## Work required
Only the lines from the one containing "Note: for this drill, mark the man in dark" through the end of the entries should be repeated, exactly as they appear, first and last included.
[start Information shown]
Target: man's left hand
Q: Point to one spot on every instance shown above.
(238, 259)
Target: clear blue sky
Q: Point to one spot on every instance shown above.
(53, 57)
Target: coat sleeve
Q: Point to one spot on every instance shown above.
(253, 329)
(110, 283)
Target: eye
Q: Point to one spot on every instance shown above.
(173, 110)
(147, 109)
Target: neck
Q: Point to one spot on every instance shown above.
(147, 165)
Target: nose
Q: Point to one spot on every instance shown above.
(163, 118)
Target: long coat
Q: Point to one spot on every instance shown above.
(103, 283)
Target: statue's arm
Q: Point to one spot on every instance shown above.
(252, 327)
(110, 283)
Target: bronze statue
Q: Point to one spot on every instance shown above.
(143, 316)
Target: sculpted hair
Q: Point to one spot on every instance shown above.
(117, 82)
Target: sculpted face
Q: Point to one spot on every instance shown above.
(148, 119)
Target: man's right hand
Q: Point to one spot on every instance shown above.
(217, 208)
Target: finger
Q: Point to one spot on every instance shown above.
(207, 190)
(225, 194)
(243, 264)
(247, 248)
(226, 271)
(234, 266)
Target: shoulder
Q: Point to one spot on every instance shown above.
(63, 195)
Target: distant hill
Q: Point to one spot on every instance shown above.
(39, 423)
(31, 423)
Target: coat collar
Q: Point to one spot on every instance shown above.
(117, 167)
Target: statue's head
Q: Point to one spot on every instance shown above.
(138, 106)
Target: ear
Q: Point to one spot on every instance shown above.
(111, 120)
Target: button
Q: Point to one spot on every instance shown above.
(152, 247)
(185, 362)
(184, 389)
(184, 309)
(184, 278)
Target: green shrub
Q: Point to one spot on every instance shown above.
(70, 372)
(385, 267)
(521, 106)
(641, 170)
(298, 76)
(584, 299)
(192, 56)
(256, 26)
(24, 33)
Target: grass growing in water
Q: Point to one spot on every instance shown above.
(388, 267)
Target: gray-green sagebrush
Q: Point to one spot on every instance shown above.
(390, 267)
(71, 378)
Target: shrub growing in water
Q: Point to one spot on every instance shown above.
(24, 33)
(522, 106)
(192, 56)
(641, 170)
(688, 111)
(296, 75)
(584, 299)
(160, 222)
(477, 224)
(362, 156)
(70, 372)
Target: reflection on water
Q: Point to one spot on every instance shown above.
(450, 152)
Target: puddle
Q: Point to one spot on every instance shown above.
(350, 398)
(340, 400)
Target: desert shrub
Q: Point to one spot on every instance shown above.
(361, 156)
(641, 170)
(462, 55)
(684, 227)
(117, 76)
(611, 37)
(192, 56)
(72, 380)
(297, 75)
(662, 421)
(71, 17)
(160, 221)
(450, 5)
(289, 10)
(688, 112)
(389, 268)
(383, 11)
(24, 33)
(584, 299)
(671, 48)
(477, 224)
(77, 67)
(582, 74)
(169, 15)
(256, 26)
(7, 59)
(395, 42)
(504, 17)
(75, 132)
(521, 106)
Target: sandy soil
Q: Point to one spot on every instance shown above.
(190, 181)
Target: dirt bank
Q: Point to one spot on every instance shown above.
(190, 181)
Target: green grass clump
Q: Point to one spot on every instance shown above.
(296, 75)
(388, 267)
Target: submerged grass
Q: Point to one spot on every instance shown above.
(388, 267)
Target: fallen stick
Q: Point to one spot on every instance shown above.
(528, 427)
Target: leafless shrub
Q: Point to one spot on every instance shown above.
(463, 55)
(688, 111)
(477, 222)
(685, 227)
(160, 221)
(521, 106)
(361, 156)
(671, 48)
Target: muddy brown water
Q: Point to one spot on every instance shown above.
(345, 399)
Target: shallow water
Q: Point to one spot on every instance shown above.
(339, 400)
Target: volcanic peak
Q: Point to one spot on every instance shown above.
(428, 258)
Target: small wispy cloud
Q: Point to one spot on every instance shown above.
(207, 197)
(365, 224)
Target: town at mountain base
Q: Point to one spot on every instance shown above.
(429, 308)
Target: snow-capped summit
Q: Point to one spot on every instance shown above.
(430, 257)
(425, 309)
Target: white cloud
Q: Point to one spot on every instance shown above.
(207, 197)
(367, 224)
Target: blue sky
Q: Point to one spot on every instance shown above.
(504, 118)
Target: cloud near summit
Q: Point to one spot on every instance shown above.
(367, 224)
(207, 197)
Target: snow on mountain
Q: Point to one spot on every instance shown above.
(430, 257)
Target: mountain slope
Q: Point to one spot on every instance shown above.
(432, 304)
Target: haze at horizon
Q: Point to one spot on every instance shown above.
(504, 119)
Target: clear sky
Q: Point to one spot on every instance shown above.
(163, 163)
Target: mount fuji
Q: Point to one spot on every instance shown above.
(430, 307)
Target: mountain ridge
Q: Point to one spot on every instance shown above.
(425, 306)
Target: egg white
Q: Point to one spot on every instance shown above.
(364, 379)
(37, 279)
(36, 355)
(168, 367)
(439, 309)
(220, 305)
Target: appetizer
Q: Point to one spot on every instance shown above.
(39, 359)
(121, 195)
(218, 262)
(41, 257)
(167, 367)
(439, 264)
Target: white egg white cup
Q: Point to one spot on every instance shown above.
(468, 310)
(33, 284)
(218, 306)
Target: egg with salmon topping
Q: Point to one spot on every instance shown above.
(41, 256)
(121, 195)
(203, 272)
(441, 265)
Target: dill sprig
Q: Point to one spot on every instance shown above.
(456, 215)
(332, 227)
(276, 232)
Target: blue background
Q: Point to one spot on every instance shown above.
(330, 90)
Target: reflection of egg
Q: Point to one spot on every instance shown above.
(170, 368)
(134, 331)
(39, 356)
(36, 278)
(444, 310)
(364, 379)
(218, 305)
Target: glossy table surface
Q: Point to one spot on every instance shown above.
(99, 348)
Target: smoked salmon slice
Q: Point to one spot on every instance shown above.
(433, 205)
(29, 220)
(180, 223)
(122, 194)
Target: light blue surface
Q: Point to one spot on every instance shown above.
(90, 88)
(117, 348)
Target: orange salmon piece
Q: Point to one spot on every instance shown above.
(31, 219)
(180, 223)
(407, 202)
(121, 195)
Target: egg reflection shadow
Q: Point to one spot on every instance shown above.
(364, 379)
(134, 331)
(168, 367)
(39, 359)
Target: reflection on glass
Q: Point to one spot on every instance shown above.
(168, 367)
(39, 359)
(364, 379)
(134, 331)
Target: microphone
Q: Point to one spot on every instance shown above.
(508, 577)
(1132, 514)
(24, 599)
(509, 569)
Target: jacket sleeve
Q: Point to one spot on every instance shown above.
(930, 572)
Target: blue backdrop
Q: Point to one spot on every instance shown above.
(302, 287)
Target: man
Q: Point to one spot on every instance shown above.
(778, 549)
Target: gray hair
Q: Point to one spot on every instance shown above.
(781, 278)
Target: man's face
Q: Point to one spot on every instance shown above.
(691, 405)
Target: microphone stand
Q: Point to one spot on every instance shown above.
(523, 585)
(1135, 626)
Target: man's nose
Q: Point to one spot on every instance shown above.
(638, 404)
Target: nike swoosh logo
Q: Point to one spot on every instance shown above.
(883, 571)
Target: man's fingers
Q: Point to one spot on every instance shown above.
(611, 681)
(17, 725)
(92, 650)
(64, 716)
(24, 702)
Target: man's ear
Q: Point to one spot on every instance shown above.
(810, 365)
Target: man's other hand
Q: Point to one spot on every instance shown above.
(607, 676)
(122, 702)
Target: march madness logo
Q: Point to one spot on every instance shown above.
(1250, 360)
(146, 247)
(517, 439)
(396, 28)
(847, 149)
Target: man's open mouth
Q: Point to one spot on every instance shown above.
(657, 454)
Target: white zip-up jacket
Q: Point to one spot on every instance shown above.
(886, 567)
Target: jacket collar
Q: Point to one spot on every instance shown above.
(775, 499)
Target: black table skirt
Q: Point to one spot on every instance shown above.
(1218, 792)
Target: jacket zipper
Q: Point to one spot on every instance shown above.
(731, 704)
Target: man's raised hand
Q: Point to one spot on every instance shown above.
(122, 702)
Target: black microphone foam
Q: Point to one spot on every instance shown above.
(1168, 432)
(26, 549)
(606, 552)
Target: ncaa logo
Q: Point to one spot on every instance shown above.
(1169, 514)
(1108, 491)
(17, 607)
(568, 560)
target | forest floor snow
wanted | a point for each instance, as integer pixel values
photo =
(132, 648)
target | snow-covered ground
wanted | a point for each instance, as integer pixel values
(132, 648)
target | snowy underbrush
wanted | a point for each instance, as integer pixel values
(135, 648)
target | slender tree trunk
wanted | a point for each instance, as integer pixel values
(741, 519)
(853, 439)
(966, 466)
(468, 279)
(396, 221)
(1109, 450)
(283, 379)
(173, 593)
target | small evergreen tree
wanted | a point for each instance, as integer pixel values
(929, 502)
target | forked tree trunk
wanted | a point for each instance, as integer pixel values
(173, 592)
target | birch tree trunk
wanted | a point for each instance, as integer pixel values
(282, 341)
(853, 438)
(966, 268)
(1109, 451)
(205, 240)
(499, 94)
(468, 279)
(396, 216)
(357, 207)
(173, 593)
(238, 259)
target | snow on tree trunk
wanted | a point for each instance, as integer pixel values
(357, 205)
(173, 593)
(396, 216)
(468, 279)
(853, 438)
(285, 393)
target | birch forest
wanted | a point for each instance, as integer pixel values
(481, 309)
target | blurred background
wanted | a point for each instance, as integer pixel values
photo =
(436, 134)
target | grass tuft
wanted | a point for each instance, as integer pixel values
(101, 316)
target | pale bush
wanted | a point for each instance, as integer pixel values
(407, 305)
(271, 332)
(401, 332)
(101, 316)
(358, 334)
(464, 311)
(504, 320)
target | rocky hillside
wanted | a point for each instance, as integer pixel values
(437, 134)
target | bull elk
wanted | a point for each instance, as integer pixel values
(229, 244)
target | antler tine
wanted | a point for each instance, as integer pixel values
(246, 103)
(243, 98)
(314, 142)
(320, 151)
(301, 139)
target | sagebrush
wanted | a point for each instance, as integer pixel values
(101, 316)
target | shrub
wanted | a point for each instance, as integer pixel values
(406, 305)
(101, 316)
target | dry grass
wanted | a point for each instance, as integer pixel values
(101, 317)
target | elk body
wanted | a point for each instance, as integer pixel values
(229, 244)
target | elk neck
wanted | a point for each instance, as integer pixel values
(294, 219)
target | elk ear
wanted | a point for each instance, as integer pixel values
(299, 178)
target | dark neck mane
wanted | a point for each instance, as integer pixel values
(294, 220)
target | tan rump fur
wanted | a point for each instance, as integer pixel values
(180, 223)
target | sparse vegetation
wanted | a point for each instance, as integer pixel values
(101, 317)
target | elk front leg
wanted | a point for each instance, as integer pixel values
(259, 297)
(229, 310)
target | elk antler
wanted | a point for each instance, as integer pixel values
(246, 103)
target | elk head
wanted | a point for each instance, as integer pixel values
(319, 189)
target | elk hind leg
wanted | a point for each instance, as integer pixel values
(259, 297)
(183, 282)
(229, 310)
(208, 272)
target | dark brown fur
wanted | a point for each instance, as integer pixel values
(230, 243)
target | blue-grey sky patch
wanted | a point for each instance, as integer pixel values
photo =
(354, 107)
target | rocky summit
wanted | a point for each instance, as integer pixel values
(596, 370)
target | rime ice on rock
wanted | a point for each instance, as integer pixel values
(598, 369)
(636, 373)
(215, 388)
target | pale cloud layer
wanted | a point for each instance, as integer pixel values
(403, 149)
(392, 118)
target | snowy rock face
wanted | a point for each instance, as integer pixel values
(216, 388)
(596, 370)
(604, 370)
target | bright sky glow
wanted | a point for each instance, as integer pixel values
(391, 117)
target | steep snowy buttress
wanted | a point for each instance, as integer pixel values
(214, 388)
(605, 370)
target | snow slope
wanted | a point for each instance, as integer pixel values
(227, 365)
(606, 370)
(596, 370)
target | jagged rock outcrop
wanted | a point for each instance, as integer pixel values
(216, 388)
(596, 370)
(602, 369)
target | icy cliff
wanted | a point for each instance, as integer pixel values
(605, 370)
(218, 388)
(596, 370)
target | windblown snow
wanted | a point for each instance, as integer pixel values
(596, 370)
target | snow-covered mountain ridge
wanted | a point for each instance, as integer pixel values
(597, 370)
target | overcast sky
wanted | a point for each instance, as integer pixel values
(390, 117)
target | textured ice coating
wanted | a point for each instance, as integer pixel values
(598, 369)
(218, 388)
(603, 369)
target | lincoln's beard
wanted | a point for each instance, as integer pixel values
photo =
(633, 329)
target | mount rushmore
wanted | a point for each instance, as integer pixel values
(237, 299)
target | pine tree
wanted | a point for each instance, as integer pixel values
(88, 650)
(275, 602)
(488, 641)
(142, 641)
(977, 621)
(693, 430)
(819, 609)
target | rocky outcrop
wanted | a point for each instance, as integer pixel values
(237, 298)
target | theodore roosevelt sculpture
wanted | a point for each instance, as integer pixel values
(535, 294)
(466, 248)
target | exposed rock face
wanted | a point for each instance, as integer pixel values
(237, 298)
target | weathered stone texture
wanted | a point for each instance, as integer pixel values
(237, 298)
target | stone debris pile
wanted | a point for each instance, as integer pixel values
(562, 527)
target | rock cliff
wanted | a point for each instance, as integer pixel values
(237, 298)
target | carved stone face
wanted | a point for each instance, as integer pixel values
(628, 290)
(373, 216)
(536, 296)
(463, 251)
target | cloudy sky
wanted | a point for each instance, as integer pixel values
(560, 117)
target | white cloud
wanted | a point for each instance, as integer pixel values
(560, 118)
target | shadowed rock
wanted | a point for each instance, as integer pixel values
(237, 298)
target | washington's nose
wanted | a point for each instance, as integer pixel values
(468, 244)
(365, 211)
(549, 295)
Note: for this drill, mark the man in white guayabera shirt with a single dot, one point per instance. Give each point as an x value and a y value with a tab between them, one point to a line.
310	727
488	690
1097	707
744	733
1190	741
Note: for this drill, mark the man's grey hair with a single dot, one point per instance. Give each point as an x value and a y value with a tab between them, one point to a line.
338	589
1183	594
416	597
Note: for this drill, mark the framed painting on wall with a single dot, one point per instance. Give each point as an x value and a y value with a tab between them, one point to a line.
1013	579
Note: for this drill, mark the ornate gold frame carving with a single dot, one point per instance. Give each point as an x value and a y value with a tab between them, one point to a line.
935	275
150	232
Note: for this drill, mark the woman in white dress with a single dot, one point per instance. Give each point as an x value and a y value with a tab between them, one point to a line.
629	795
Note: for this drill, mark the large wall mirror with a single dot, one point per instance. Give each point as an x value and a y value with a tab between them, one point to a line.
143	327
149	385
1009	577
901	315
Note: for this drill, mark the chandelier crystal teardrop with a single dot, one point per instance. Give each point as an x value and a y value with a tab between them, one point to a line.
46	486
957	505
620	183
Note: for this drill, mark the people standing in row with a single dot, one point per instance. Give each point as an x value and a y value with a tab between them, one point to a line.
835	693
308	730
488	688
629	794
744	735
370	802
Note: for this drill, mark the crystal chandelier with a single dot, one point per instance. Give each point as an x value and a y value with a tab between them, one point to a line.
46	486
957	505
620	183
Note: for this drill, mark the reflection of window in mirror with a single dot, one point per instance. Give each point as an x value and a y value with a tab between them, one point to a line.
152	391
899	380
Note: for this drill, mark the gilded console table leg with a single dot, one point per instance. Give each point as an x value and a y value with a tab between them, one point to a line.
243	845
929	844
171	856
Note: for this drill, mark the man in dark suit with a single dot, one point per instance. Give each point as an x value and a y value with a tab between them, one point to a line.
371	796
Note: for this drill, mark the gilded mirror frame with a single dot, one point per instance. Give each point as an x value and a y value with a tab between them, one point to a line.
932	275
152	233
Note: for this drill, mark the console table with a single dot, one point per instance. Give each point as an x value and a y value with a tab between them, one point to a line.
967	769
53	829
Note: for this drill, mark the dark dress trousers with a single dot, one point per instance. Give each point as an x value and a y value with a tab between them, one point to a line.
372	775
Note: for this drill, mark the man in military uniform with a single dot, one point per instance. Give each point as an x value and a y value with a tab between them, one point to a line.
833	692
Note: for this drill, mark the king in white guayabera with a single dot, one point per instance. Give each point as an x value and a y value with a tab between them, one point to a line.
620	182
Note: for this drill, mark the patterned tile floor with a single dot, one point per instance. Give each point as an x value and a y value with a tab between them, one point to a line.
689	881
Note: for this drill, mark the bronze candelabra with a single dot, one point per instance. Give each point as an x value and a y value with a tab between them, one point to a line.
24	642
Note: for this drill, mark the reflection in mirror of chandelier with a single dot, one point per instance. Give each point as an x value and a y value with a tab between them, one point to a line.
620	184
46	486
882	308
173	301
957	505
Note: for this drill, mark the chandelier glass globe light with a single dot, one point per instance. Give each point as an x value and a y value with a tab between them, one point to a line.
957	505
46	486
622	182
[end Information shown]
## Solution to the exercise
Note: for this drill, mark the man in dark suit with a single dot, one point per instance. Give each point as an x value and a y value with a tab between them, one point to a line.
371	796
Note: for this drill, mark the gilded mirror frame with a single dot, one point per instance. Give each point as an x value and a y value with a tab between them, one point to a line.
932	275
152	233
Note: for this drill, mark the console table with a single dot, one point per instance. Give each point as an x value and a y value with a tab between them, one point to a line.
967	769
53	829
Note: for this drill, mark the dark dress trousers with a single dot, one point per instance. Give each point as an x value and a y value with a tab between them, one point to a line.
372	775
Note: for this drill, mark the man in military uniform with a single dot, one point per instance. Give each point as an x value and a y value with a tab between them, one point to a line.
833	692
Note: for this drill, mark the king in white guayabera with a single dot, one point per instance. Give each point as an x value and a y value with a tab between them, one point to a line.
620	182
Note: for this drill, mark the patterned tile floor with a single dot, one point per instance. Give each point as an x value and a y value with a tab between them, one point to a line.
689	881
Note: for this drill, mark the bronze candelabra with a single dot, one point per instance. Give each point as an x value and a y value with a tab between them, one point to a line.
24	642
Note: for this drill, mark the reflection in mirror of chandelier with a single dot, one point per instance. Give each point as an x value and a y value with a tab between them, one point to a line.
620	184
46	486
882	308
173	301
957	505
Note: for this drill, mark the chandelier glass globe light with a single dot, one point per instance. Give each point as an x value and a y value with a tab between them, one point to a line.
957	505
46	486
622	182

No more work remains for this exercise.